→ What is expected
In the entries below, every line with the string "query" is to be reported.
[Opening Records section]
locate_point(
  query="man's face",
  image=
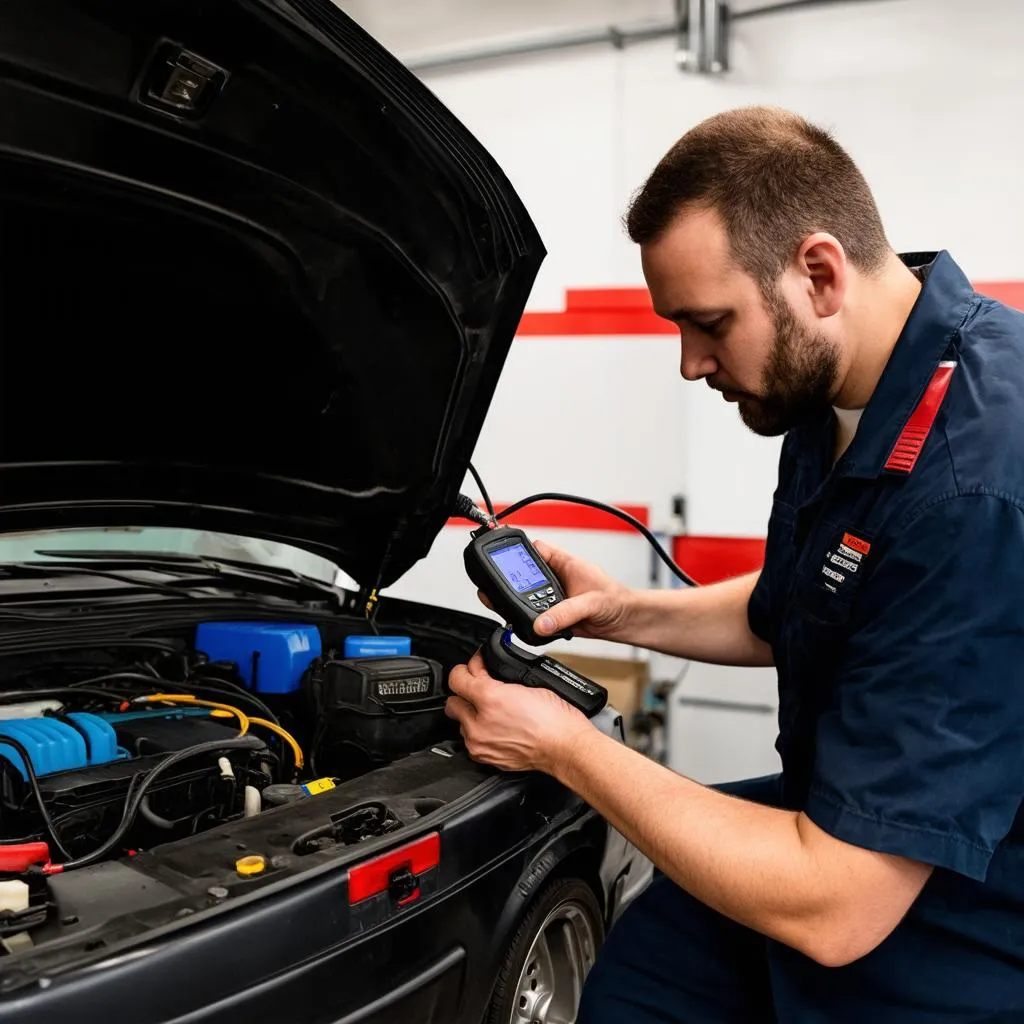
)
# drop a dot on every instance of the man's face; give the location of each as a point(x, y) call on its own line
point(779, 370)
[Closing Records section]
[Opening Records section]
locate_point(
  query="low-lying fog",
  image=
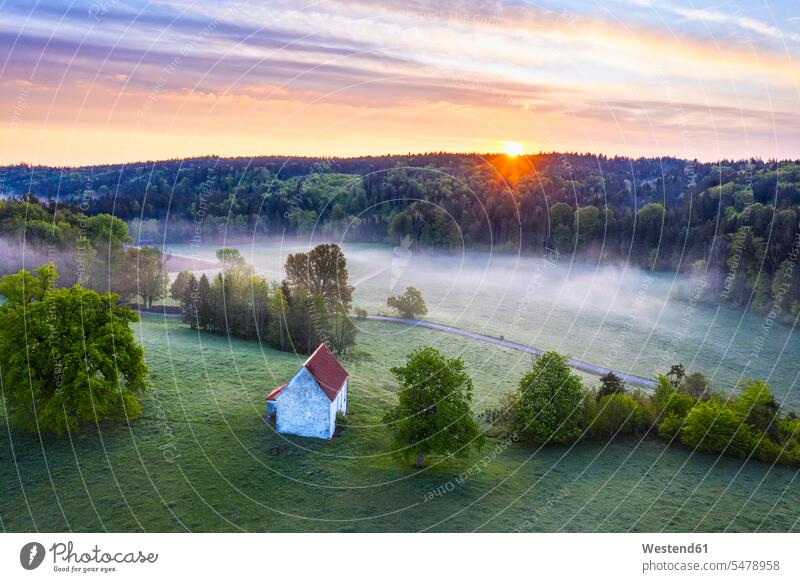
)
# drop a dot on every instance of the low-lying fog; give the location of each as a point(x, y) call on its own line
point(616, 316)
[Closing Records section]
[Opening Records section]
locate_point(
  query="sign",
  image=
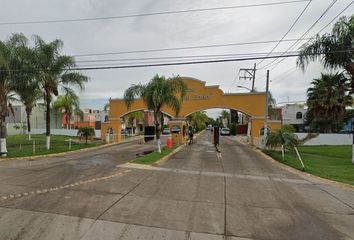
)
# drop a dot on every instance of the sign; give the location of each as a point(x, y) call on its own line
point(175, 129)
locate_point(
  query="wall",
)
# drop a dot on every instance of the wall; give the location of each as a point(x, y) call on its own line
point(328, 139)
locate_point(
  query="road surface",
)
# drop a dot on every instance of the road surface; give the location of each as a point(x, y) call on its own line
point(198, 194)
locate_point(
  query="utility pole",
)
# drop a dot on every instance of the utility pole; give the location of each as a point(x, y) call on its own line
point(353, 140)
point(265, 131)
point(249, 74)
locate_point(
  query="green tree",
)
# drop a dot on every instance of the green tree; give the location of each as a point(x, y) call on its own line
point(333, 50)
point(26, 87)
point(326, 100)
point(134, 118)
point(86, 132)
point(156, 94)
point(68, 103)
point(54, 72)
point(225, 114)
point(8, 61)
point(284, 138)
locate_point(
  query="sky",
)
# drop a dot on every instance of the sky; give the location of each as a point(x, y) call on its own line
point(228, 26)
[Closing Records section]
→ Solution
  query="man's face",
  query="low-lying fog",
  query="sign",
  query="wall",
  query="road surface",
  query="utility pole",
  query="green tree",
  query="sky",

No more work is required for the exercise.